▸ Dataset entries:

>> Start

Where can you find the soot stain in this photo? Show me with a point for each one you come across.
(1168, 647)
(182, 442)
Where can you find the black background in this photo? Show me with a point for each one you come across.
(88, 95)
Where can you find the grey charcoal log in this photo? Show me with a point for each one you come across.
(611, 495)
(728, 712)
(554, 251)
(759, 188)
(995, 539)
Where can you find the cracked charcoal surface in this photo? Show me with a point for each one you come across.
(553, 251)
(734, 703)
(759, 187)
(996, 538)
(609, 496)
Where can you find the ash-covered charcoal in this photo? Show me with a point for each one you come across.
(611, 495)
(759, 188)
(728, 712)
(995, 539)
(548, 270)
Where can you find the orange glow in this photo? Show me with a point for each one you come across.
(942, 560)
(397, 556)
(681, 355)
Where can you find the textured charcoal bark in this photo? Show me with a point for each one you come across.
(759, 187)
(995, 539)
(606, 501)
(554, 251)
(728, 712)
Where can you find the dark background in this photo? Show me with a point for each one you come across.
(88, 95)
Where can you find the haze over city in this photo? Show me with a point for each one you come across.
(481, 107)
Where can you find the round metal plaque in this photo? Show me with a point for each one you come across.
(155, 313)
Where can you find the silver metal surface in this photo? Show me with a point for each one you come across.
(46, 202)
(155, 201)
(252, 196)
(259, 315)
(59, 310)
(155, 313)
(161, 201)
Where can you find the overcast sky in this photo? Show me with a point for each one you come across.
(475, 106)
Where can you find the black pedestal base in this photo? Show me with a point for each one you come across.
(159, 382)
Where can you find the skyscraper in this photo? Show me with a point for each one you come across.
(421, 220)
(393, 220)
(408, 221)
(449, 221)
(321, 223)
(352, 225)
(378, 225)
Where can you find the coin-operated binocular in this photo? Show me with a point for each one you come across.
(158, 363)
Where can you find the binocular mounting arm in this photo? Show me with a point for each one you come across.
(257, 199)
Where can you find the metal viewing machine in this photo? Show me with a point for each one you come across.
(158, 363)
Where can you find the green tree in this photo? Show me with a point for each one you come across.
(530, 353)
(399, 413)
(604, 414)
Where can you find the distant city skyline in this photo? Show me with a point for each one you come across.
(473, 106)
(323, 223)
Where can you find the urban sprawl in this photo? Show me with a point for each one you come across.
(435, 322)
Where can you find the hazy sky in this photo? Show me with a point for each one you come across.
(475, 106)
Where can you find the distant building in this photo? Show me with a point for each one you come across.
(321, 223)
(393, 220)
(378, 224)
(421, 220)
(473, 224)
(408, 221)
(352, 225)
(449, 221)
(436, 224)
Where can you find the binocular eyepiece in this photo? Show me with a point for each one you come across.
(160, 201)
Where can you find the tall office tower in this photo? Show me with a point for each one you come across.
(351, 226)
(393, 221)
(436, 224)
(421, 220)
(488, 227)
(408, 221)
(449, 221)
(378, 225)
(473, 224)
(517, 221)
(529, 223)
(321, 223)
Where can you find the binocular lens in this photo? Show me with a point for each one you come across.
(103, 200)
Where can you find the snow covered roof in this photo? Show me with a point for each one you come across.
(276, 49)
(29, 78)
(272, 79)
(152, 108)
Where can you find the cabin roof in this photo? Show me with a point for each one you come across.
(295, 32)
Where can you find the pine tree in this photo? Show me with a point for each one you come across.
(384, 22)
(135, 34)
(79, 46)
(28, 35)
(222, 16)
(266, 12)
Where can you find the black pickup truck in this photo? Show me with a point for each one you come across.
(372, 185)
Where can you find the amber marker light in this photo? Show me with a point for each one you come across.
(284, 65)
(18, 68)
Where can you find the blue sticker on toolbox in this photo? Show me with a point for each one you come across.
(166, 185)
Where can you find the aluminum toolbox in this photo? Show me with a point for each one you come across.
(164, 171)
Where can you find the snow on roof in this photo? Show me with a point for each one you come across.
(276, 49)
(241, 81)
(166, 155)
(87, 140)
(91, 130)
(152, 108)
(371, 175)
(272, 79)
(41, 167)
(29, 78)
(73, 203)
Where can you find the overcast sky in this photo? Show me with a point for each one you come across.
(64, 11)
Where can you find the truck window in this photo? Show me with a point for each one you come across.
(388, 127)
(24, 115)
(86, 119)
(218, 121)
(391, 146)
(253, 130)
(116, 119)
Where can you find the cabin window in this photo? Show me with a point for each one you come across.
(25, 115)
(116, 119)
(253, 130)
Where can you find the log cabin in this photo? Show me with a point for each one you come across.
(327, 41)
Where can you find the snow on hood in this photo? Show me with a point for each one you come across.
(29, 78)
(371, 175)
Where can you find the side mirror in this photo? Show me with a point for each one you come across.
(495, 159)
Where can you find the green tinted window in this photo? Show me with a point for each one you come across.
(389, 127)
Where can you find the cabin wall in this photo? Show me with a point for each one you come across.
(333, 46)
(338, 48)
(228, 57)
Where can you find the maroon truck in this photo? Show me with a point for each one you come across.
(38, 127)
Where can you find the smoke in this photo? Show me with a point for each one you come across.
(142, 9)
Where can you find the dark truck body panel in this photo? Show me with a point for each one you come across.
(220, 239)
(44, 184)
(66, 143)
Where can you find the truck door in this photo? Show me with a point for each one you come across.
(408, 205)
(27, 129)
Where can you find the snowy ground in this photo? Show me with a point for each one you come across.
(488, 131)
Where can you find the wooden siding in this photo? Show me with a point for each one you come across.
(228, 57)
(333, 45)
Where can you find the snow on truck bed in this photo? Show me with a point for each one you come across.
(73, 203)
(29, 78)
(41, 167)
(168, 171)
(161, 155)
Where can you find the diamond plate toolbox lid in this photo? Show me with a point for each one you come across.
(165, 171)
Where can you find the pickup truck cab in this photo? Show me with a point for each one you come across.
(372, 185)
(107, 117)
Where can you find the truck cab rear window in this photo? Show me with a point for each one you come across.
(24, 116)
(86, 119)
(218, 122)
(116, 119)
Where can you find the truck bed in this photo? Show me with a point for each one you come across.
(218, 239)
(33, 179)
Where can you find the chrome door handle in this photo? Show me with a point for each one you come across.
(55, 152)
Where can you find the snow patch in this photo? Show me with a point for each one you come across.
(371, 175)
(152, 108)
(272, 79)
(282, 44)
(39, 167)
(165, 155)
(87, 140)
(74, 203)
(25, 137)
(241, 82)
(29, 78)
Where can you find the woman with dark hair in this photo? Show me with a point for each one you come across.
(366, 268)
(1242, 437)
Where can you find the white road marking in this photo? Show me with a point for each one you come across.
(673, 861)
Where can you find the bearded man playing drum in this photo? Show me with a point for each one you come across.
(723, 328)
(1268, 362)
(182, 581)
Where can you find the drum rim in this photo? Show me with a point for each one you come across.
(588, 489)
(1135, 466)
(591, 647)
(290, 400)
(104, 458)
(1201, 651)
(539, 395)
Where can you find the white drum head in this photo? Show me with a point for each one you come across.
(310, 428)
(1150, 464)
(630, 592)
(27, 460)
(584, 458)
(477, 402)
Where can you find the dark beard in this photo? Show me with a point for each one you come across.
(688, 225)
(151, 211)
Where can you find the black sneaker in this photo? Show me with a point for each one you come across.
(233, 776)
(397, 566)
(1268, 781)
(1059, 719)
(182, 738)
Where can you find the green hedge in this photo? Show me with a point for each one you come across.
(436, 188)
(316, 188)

>> End

▸ What you are asked to do: Please rewrite the material from the line containing "Where can you find the bearded" through the end, changing "green hedge" to "green shrub" and leaving everything else as it is.

▸ Result below:
Where can you find the bearded man playing drum in this photo? Show me with a point for each one you come across.
(723, 328)
(1268, 362)
(182, 581)
Where can you find the drum rim in this photo? Show me with a point for each one you come across.
(588, 489)
(1135, 466)
(591, 647)
(290, 400)
(104, 458)
(1201, 651)
(539, 395)
Where can you find the white drum head in this photo? Show me with a point for each one you come across.
(310, 428)
(1150, 464)
(630, 592)
(27, 460)
(584, 458)
(477, 402)
Where can you find the dark beard in this photo? Show me with a point for each one you come across.
(688, 225)
(151, 211)
Where can you find the black sneaker in this photo? Show me with a point for each one you come across.
(233, 776)
(397, 566)
(1268, 781)
(1059, 719)
(182, 738)
Where can you find the green shrub in this photo? Show me with a point for each one you come across.
(436, 188)
(316, 188)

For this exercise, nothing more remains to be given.